August 29th, 2012 | 11:21 am
arty the comparison with trying to outlaw abortion is flawed. If abortion is outlawed it will become just another crime and no one thinks it can be eliminated. Pro-lifers simply want the rights of citizens to be protected from crime to be extended to unborn children; there is nothing utopian about that and there sure isn’t anything theocratic. On the other hand, the inate fallacy of pacifism is that the last non-pacifist will inevitably be surrounded by lots of tempting prey.
How do you get other people to stop waging war? If you wish to convince them you are wasting time. If you wish to force them you simply have to make war yourself.
On the other hand if by pacifism you mean you yourself refrain from making war that is fine.
August 29th, 2012 | 11:29 am
“What pride flushes the patriot’s cheek when he remembers that his nation can
murder faster than any other people. Ah, foolish generation, ye are groping in the
flames of hell to find your heaven, raking amid blood and bones for the foul thing
which ye call glory. Killing is not the path to prosperity; huge armaments are a curse
to the nation itself as well as to its neighbours. 1026.706==Charles Spurgeon
D.L. Moody: “There has never been a time in my life when I felt that I could take a gun and shoot down a fellow-being. In this respect I am a Quaker.”
Cyprian: “The world is wet with mutual blood(shed): and homicide is a crime when individuals commit it, (but) it is called a virtue, when it is carried on publicly.”
etc.
http://www.amazon.com/Christian-Pacifism-Fruit-Narrow-ebook/dp/B005RIKH62/ref=pd_rhf_dp_p_t_1
http://textsincontext.wordpress.com/2012/05/31/romans-13-in-context/
August 29th, 2012 | 1:46 pm
I think the author correctly identifies this as a question of eschatology. But it is also a question of witness, an important category for Hauerwas and other “illiberal” pacificists (I like that term). What is the best witness to Christ? Is it better to suffer violence (as Christ did) or to resist it violently. The Christian martyrs of the Early Church chose to courageously suffer the violence of the Empire after the example of Christ. Their witness helped convert that very same Empire – a victory they could not have achieved with swords. We turn to a “realist” justification of war and violence largely out of a failure of Christian imagination. Ask yourself, after 9/11 would it have been better to send thousands of troops to the Middle East or thousands of missionaries? How you answer that question says everything about who you really think is in control of history (an eschatological issue, to be sure).

(Required tasks)
A - Repeat the part of the pacifism discussion that begins at the words "August 29th, 2012 | 11:21" and stops after "of tempting prey.".
B - Who is quoted in the pacifism discussion as saying, "In this respect I am a Quaker"?
C - Carry the pacifism discussion forward from its last sentence.
You won't need the records for any of this.

(Material provided)
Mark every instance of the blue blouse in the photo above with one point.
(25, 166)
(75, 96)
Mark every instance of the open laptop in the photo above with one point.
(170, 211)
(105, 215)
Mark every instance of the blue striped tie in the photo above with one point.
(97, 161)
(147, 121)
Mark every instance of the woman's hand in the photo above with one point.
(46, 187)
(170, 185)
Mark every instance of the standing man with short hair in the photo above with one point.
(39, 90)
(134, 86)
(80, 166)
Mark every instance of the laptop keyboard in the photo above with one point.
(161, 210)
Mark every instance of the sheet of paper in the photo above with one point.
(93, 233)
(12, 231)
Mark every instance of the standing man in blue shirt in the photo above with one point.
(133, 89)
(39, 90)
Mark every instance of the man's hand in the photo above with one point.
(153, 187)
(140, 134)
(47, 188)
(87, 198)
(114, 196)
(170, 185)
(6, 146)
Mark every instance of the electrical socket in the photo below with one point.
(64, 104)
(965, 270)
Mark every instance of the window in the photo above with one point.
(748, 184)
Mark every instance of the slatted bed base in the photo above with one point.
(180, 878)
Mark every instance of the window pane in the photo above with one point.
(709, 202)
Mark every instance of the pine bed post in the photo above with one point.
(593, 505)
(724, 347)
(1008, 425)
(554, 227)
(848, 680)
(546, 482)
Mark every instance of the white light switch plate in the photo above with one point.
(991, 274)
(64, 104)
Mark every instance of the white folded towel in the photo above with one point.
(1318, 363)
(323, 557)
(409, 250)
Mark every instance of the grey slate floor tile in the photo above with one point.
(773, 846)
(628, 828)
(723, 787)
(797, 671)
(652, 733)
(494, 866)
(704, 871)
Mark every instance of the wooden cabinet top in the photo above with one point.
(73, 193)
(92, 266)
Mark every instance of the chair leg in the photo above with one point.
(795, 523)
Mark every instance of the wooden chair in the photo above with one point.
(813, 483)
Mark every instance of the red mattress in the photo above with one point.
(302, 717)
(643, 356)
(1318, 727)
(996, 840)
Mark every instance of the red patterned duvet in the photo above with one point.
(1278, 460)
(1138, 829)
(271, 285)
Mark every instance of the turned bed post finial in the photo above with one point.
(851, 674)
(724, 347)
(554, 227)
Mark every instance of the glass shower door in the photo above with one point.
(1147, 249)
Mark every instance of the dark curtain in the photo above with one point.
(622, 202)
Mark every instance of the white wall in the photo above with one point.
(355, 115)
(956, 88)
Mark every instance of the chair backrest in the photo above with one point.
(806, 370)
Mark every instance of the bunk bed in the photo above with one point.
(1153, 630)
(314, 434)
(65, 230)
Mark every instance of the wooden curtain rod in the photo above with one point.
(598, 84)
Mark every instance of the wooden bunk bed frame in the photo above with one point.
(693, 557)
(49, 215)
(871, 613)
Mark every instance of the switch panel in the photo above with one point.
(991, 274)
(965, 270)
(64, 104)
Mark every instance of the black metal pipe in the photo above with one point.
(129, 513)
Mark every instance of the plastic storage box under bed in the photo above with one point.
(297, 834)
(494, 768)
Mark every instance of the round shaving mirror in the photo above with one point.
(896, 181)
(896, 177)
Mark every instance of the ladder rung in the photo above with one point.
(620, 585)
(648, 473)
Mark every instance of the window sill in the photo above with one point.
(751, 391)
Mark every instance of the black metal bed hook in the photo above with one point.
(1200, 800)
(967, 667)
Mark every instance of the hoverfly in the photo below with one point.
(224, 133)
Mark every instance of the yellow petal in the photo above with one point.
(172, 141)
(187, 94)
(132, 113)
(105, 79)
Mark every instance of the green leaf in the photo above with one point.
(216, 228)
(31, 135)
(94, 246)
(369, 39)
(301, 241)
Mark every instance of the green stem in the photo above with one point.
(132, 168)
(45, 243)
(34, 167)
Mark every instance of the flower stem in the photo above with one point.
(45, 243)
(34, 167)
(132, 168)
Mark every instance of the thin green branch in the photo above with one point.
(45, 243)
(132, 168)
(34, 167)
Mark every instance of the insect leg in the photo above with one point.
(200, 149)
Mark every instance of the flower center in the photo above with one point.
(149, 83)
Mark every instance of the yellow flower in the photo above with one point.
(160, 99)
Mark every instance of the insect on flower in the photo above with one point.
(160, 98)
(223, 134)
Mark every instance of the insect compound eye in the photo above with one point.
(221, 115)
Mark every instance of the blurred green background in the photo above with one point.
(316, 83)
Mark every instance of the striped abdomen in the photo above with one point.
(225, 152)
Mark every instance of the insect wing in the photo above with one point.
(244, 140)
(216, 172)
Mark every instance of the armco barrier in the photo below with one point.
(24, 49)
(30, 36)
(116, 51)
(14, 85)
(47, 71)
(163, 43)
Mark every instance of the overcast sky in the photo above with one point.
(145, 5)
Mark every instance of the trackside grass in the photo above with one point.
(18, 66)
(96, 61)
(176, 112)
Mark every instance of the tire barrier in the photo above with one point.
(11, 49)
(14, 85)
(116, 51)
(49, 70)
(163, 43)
==
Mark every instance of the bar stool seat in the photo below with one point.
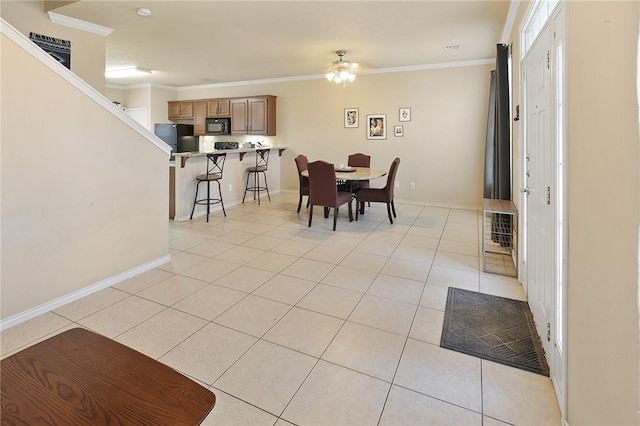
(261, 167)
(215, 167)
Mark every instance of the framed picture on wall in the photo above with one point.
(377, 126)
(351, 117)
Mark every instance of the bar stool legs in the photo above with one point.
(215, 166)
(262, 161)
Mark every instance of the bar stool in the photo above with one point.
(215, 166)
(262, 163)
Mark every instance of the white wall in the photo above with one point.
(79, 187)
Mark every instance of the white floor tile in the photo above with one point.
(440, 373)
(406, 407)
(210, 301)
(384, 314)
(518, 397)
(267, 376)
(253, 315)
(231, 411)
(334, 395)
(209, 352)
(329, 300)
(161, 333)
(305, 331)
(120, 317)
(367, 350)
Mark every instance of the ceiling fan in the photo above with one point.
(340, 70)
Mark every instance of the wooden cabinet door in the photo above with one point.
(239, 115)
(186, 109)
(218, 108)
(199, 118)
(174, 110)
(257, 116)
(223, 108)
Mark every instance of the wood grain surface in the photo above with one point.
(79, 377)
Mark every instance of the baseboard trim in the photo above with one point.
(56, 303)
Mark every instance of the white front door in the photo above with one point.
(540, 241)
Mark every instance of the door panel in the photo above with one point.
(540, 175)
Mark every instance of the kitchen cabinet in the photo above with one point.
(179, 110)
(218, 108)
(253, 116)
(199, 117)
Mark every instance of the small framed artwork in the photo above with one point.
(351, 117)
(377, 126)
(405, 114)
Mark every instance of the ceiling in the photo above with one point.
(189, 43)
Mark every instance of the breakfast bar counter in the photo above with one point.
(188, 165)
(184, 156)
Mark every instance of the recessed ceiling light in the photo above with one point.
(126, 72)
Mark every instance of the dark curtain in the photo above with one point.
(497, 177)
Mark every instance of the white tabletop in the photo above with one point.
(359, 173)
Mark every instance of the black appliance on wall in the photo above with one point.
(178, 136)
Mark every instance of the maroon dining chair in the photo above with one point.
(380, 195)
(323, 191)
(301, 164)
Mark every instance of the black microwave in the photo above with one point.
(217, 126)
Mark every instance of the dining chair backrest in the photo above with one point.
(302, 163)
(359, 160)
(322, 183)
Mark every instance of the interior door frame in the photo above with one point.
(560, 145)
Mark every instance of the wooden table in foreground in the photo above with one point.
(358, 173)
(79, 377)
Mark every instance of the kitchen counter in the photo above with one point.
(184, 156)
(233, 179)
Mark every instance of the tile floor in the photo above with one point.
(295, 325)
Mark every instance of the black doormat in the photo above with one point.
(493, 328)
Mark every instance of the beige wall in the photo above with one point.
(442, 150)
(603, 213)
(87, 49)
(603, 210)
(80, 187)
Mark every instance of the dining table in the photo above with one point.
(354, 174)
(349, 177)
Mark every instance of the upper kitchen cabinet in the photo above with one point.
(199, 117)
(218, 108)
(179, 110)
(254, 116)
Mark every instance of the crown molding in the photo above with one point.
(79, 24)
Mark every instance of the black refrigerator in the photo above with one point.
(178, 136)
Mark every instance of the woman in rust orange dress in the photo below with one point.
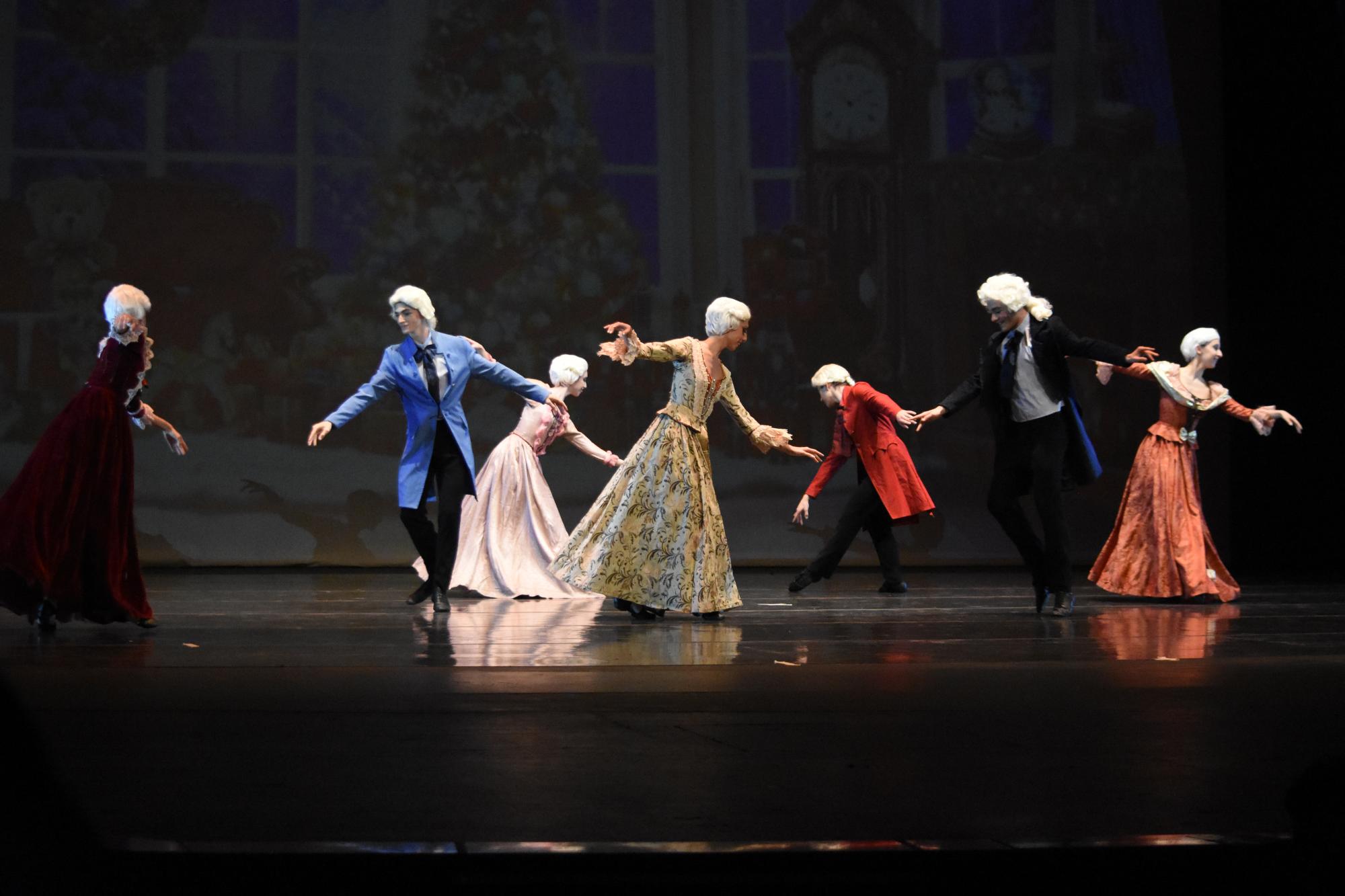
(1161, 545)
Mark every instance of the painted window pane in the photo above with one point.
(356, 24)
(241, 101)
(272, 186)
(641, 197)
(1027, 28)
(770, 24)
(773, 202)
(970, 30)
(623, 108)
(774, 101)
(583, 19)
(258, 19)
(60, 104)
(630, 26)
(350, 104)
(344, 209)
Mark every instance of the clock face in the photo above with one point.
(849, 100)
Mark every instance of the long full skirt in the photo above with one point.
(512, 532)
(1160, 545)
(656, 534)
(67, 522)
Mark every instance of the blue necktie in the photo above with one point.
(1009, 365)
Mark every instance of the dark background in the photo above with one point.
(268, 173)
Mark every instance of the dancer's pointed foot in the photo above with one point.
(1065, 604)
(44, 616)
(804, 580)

(Answer set)
A -
August 29th, 2012 | 11:21 am
arty the comparison with trying to outlaw abortion is flawed. If abortion is outlawed it will become just another crime and no one thinks it can be eliminated. Pro-lifers simply want the rights of citizens to be protected from crime to be extended to unborn children; there is nothing utopian about that and there sure isn’t anything theocratic. On the other hand, the inate fallacy of pacifism is that the last non-pacifist will inevitably be surrounded by lots of tempting prey.

B - D.L. Moody

C -
August 29th, 2012 | 4:30 pm
I am inclined to think that Lewis was not quite so ignorant of the history of Christian theology to assume that his criticism of pacifism is limited to the liberal pacifism of the early 20th century. As if he was unfamiliar with Anabaptists and Mennonites, or the Schleitheim Confession? As if he would have surrendered his opposition to pacifism if he lived long enough to read Yoder’s “The Politics of Jesus,” or Sojourners magazine!
August 29th, 2012 | 4:35 pm
“I generally agree with Steve, that the only real “pacifism” is in opposition to particular conflicts,”–
Well, well now– in what meaningful sense is it “pacifism” if there are some wars that you do not oppose and will fight?
Feel free to re-define terms to your heart’s content, but THAT AIN’T PACIFISM.
August 29th, 2012 | 5:25 pm
@ Keith:
My point was that pacifism has real meaning only in response to some particular scenario. I will not become embroiled in some discussion about definitions. I take this position because pacifists often become too preachy and didactic, as though the problem of war isn’t actually all that thorny, as if the just war folks make no claims worthy of serious consideration. I remain unconvinced by just war arguments, and so cannot at present envision a set of circumstances in which I would willingly fight in a war, but I’m not going to go around pretending like perfectly honorable people haven’t come to different conclusions than mine.
That’s my position, I don’t really give a rip what you call it, which is not that significant anyway, the world being made up of people doing or not doing things. I leave it to latter day Soviets to change the world by renaming it.
August 29th, 2012 | 6:04 pm
Keith Pavlischek,
My only response would be that most of the pacifism I have seen in America (at least since the end of the draft) is a point of view with no real consequences. It’s mostly just political posturing.
It may or may not properly defined pacifism, but it has been generally irrelevant.
(BTW, I don’t think that the US military actions in Afghanistan and Iraq have been appropriate, proportional, necessary or just, but I don’t consider myself a pacifist because there might be circumstances where I would support a military action)
August 29th, 2012 | 10:42 pm
What our non-pacifist brothers continually ignore is the abhorrence of bloodshed felt by the early Christians and Christian pacifists through the centuries.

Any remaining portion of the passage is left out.